#### WORK TO COMPLETE:
Begin with the line in which "positive clicks: (118, 205)" appears and end with the final line of the entries. Retype each one exactly and add nothing.

Data entries:
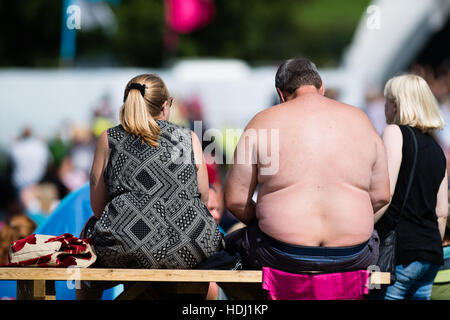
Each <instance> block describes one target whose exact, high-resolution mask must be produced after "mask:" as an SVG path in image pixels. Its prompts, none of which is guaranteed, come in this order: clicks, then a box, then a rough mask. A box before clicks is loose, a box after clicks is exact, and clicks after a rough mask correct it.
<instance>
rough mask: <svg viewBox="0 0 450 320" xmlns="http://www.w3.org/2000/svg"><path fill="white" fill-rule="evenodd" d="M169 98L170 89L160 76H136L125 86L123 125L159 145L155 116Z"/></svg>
mask: <svg viewBox="0 0 450 320" xmlns="http://www.w3.org/2000/svg"><path fill="white" fill-rule="evenodd" d="M169 100H170V95H169V91H168V90H167V87H166V85H165V84H164V82H163V81H162V79H161V78H160V77H158V76H156V75H153V74H142V75H139V76H136V77H134V78H133V79H131V80H130V81H129V82H128V84H127V86H126V88H125V93H124V97H123V105H122V108H121V109H120V123H121V124H122V127H123V128H124V129H125V130H126V131H127V132H129V133H133V134H135V135H137V136H140V137H141V138H142V140H143V141H145V142H146V143H148V144H149V145H151V146H153V147H157V146H158V137H159V133H160V129H159V126H158V124H157V123H156V121H155V119H154V117H156V116H158V115H159V114H160V113H161V111H162V110H163V108H164V103H165V102H166V101H169Z"/></svg>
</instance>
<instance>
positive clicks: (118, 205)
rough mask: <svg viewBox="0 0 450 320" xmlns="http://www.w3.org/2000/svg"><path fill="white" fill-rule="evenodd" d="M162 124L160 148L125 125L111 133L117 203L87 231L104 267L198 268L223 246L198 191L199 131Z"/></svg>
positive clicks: (106, 169)
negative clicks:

#### TASK ANSWER:
positive clicks: (118, 205)
rough mask: <svg viewBox="0 0 450 320" xmlns="http://www.w3.org/2000/svg"><path fill="white" fill-rule="evenodd" d="M162 124L160 148L125 125L111 133L117 203L87 231L104 267L198 268L223 246L198 191L199 131Z"/></svg>
positive clicks: (106, 169)
negative clicks:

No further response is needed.